Across our new product updates and ongoing feature enhancements, we look forward to partnering closely on the travel recovery effort and preparing for the road ahead. 

Building a sustainable future for travel

There’s a lot to consider when it comes to booking travel: price, health and safety, environmental impact and more. Last year, we shared travel tools to help you find health and safety information. Now we want to make it easier for you to find sustainable options while traveling — no matter what you’re doing or where you’re going.  


To make that happen, we’ve created a new team of engineers, designers and researchers focused solely on travel sustainability. Already, this team is working to highlight sustainable options within our travel tools that people use every day. 


Beginning this week, when you search for hotels on Google, you’ll see information about their sustainability efforts. Hotels that are certified for meeting high standards of sustainability from certain independent organizations, like Green Key or EarthCheck, will have an eco-certified badge next to their name. Want to dive into a hotel’s specific sustainability practices? Click on the “About” tab to see a list of what they’re doing — from waste reduction efforts and sustainably sourced materials to energy efficiency and water conservation measures.

Someone searches for a hotel in San Francisco and checks the hotel's sustainability attributes.

We’re working with hotels around the world, including independent hotels and chains such as Hilton and Accor, to gather this information and make it easily accessible. If you’re a hotel owner with eco-certifications or sustainability practices you want to share with travelers, simply sign in to Google My Business to add the attributes to your Business Profile or contact Google My Business support


Making travel more sustainable isn’t something we can do alone, which is why we’re also joining the global Travalyst coalition. As part of this group, we’ll help develop a standardized way to calculate carbon emissions for air travel. This free, open impact model will provide an industry framework to estimate emissions for a given flight and share that information with potential travelers. We’ll also contribute to the coalition’s sustainability standards for accommodations and work to align our new hotel features with these broader efforts.

__Supplied data__
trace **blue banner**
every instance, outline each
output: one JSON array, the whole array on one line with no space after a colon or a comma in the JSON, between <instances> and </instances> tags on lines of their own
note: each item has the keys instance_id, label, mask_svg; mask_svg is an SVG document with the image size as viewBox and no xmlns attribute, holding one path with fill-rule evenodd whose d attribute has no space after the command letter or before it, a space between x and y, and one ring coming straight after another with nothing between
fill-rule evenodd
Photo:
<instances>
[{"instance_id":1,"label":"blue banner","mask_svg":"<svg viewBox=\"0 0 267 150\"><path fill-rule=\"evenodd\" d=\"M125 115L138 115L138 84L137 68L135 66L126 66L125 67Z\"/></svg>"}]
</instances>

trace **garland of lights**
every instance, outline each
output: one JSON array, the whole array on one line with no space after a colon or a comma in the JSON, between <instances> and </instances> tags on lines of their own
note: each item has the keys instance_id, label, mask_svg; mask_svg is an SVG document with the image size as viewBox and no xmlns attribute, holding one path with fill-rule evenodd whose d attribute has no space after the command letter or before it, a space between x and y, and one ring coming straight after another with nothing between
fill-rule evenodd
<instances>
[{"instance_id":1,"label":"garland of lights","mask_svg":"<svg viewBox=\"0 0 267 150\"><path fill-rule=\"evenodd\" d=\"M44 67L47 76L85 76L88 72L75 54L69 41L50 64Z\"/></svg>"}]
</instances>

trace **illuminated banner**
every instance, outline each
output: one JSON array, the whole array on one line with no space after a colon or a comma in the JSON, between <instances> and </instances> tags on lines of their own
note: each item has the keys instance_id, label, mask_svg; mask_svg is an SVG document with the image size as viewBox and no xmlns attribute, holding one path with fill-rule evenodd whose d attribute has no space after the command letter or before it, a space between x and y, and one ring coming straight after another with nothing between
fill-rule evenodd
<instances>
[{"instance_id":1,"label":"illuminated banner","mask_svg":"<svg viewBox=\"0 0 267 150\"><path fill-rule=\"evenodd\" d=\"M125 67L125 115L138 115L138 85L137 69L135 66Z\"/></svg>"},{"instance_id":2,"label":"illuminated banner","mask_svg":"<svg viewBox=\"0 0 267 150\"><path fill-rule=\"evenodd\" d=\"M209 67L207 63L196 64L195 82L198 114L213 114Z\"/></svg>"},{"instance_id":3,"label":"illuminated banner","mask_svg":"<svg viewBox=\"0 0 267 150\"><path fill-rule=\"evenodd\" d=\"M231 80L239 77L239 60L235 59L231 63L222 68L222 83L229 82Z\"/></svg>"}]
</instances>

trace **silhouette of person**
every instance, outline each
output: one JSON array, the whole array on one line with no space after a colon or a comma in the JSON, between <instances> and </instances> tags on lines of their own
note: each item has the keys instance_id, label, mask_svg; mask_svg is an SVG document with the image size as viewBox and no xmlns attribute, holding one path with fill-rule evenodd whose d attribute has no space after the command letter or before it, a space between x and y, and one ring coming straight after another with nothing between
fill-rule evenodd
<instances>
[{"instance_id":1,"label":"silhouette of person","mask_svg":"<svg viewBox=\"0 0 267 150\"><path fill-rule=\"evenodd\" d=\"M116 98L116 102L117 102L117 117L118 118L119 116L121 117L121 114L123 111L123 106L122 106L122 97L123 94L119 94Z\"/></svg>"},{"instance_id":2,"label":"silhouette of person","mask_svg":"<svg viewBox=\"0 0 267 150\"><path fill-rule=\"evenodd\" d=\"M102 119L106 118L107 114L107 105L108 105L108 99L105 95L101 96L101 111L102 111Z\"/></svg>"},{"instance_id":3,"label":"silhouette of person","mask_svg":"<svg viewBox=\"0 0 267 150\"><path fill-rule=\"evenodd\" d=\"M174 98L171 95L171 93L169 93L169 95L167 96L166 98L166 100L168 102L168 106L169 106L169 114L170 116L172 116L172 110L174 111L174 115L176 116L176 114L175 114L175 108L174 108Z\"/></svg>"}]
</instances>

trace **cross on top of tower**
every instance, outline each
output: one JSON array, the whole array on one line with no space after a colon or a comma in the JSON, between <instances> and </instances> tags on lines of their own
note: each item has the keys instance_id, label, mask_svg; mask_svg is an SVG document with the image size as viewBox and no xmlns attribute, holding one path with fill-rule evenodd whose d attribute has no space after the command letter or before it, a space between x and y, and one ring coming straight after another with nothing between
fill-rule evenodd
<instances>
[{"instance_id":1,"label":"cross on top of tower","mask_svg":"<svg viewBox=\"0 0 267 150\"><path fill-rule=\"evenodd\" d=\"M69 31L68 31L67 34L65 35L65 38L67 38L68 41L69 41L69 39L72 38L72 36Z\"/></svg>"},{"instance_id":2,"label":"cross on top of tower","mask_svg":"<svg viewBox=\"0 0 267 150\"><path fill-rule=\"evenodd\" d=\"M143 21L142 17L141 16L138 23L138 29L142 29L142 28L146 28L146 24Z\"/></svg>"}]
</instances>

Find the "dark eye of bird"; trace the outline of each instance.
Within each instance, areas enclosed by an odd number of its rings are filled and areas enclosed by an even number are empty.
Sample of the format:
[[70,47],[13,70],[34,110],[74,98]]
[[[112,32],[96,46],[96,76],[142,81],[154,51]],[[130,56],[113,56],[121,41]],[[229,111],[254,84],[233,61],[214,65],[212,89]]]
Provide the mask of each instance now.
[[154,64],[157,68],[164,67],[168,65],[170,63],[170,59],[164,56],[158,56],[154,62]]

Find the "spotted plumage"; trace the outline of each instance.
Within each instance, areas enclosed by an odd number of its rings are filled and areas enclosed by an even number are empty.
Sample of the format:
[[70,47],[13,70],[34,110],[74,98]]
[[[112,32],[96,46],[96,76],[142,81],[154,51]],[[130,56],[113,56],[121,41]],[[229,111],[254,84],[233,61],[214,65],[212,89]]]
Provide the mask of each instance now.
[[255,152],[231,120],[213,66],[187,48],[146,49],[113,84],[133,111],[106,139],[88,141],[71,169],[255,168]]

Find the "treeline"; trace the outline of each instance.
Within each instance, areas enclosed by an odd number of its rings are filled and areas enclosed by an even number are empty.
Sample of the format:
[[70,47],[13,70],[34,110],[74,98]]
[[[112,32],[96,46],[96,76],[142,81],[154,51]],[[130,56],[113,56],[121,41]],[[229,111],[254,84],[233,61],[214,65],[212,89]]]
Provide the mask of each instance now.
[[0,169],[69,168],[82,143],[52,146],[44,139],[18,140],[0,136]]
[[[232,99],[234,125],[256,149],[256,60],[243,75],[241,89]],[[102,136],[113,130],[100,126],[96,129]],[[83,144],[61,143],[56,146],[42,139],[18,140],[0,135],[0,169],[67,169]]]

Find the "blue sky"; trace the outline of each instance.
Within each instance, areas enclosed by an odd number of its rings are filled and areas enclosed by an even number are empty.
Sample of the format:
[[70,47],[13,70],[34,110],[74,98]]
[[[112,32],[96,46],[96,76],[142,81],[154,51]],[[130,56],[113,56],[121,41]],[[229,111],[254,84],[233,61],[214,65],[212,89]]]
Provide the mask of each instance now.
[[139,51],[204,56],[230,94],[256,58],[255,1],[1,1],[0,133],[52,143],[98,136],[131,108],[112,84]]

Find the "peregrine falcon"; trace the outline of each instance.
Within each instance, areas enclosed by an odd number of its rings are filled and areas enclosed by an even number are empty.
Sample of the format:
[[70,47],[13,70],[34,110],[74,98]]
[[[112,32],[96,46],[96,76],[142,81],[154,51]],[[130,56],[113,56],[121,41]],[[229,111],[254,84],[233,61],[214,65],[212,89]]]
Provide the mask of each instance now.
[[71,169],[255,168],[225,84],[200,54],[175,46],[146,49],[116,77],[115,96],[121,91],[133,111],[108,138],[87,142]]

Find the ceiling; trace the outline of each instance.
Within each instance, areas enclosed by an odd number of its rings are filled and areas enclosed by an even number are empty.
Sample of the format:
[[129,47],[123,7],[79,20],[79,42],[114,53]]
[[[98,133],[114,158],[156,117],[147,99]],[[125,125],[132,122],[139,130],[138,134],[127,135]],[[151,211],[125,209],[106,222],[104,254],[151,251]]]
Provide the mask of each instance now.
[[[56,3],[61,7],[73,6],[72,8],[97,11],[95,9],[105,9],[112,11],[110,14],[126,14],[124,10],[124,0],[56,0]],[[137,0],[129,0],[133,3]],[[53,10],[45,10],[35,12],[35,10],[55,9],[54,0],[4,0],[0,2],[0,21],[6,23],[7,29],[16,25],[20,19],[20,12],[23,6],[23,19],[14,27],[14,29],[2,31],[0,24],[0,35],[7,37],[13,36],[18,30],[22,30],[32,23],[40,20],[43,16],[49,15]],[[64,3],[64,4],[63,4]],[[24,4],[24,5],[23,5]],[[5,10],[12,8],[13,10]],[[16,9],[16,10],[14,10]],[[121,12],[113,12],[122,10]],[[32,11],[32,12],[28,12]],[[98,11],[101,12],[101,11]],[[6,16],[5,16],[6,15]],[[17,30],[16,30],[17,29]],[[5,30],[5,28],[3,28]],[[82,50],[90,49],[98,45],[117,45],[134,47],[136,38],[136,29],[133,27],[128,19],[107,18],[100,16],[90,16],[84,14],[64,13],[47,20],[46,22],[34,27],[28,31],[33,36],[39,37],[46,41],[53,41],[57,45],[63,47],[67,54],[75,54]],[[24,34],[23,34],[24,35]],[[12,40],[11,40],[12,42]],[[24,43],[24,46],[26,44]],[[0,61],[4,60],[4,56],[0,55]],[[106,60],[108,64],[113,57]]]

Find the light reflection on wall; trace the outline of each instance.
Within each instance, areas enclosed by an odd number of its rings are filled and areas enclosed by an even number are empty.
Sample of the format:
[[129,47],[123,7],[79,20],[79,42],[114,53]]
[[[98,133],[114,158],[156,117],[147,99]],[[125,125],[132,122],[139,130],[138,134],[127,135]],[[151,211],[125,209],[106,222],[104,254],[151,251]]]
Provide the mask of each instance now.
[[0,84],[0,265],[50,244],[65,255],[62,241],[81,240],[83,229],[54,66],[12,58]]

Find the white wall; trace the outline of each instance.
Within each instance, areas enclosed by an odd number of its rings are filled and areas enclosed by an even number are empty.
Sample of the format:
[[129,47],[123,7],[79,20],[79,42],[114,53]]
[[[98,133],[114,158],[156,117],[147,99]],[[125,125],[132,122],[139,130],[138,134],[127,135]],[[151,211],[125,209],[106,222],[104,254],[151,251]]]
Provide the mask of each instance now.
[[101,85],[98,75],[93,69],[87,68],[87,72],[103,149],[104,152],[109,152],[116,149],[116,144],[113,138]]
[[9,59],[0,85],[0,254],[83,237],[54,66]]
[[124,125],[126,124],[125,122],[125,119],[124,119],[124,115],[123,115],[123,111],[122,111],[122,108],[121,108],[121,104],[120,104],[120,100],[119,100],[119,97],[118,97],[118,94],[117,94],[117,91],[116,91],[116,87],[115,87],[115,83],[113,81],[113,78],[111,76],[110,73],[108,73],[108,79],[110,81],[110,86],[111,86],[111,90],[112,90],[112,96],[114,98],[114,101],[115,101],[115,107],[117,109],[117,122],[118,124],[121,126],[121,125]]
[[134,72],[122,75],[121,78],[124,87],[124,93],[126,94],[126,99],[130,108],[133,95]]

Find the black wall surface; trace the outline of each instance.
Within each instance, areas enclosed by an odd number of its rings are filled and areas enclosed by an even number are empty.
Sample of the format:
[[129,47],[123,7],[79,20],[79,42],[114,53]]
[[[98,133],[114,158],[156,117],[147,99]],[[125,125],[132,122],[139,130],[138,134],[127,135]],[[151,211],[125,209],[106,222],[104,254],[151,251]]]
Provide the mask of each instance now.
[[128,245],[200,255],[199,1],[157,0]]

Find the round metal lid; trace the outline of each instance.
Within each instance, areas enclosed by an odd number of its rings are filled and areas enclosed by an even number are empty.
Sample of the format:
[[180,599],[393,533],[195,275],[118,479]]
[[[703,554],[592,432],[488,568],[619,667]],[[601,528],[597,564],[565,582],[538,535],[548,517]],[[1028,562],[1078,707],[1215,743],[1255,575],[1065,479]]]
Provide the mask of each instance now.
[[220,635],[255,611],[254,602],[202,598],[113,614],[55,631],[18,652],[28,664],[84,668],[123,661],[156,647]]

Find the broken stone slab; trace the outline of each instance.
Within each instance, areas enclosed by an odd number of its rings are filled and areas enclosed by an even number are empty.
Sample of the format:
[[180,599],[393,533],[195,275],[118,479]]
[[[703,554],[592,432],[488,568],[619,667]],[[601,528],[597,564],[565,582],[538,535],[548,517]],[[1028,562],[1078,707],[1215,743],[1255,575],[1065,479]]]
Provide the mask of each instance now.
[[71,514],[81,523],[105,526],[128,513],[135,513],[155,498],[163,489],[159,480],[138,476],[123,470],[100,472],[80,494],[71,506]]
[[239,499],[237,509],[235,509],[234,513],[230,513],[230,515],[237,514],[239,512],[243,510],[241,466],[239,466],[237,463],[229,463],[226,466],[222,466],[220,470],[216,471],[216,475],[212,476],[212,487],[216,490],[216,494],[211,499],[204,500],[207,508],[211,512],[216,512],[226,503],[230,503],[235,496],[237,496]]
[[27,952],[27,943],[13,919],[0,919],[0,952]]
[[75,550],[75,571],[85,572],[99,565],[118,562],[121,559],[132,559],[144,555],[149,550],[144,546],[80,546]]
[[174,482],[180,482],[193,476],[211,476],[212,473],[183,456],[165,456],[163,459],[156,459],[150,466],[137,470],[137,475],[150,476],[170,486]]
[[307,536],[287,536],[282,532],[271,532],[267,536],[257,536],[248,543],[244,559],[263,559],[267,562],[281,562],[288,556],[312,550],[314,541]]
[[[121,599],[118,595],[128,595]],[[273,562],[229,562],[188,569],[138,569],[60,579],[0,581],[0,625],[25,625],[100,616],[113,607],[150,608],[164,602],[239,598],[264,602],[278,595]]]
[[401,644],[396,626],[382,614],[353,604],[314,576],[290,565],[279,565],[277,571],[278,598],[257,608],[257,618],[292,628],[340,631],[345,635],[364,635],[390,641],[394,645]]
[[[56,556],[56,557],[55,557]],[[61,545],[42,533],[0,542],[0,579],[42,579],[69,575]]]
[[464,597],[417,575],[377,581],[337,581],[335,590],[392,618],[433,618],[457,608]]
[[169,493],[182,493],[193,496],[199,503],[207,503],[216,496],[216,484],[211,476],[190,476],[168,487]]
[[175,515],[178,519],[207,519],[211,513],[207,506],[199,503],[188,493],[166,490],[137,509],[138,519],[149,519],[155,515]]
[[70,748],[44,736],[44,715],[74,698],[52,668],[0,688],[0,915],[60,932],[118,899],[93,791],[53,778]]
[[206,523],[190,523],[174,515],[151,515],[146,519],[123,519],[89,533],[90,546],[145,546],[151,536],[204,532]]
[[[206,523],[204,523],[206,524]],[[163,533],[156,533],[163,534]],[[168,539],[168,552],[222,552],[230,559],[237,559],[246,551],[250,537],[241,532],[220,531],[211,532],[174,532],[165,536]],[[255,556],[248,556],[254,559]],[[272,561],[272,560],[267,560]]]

__Goal A__
Output the part of the sustainable travel passage from "Beginning this week, when" up to and including "water conservation measures.".
__Goal B__
In the sustainable travel passage, which two independent organizations are named as examples of groups whose certification earns a hotel the eco-certified badge?
__Goal C__
According to the sustainable travel passage, why is the company joining the global Travalyst coalition? Answer in one to three sentences.

__Answer A__
Beginning this week, when you search for hotels on Google, you’ll see information about their sustainability efforts. Hotels that are certified for meeting high standards of sustainability from certain independent organizations, like Green Key or EarthCheck, will have an eco-certified badge next to their name. Want to dive into a hotel’s specific sustainability practices? Click on the “About” tab to see a list of what they’re doing — from waste reduction efforts and sustainably sourced materials to energy efficiency and water conservation measures.

__Answer B__
Green Key and EarthCheck.

__Answer C__
Making travel more sustainable isn't something the company can do alone. As part of the coalition, it will help develop a standardized way to calculate carbon emissions for air travel and contribute to sustainability standards for accommodations.